begin Data for the task

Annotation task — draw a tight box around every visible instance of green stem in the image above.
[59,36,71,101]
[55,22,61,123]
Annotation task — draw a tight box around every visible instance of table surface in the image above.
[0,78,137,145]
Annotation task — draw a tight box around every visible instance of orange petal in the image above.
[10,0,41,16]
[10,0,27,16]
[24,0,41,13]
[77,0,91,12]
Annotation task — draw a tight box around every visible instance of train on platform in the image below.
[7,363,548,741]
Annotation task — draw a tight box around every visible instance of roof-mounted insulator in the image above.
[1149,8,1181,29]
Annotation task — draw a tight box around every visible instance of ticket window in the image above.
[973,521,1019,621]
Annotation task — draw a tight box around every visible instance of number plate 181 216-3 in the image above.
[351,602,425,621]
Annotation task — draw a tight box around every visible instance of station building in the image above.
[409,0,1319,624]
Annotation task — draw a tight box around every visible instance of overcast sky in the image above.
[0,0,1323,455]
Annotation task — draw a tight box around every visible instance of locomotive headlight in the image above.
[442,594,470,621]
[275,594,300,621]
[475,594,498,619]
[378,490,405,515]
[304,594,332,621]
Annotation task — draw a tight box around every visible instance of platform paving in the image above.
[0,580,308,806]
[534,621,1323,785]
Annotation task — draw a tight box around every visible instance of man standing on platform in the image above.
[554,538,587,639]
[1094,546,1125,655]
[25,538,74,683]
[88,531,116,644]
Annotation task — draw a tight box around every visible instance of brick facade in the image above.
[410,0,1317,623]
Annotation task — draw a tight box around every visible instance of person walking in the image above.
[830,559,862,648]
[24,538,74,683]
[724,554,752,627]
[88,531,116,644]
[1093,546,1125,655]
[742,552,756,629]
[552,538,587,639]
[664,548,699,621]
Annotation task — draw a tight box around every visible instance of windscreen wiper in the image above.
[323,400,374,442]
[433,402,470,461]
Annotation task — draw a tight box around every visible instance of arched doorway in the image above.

end Data for the task

* Task details: Rewrite all of the rows above as a numbered list, leaving out any blank lines.

* Task solution:
1. Annotation task — draw a tight box around every visible instance of green stem in the image above.
2. [59,36,71,101]
3. [55,22,61,123]
4. Annotation task — draw a tight box around every visible instance of table surface in the image above.
5. [0,78,137,145]
6. Annotation task — draw a tight box around every visible instance of orange petal in the image above.
7. [10,0,41,16]
8. [10,0,27,16]
9. [24,0,41,13]
10. [77,0,91,12]
11. Annotation task — draw a tight box around every visible instance of train on platform in the image below.
12. [7,363,548,741]
13. Annotation task — draw a tight box around every visible instance of roof-mounted insulator in the image above.
14. [1149,8,1181,29]
15. Annotation task — draw a tight box around every visible instance of ticket window in the image above.
16. [973,521,1019,621]
17. Annotation task — draw a tight box around every visible instance of number plate 181 216-3 in the image above.
18. [351,602,425,621]
19. Annotation task — draw a tight box around every visible instance of station building in the image above.
20. [409,0,1319,624]
21. Annotation task — draw a tight box around every visible instance of overcast sky in the image above.
22. [0,0,1323,455]
23. Annotation task — draw a tight box around every visible instance of locomotive headlight in the image above.
24. [442,594,470,621]
25. [275,594,300,621]
26. [475,594,498,619]
27. [378,490,405,515]
28. [304,594,332,621]
29. Annotation task — draw a tight box around every visible instance of platform paving in the image above.
30. [0,580,308,806]
31. [534,621,1323,785]
32. Annotation task — draw a tight box around every visible instance of man standing on platform in the image above.
33. [554,538,587,639]
34. [1094,546,1125,655]
35. [25,538,74,683]
36. [88,531,116,644]
37. Annotation task — draw a tight box around every visible instance of brick facade in the image above.
38. [410,0,1317,623]
39. Annotation task — draw a tight box around every visible instance of person walking in the image above.
40. [830,559,862,648]
41. [24,538,74,683]
42. [724,554,752,627]
43. [88,531,116,644]
44. [1093,546,1125,655]
45. [742,552,756,629]
46. [552,538,587,639]
47. [664,548,699,621]
48. Annotation task — draw a tight box around every visible instance of windscreen wiper in the image above.
49. [323,400,374,442]
50. [433,402,470,461]
51. Annotation task — draw a tight box around every visible instance of arched doorway in the image above.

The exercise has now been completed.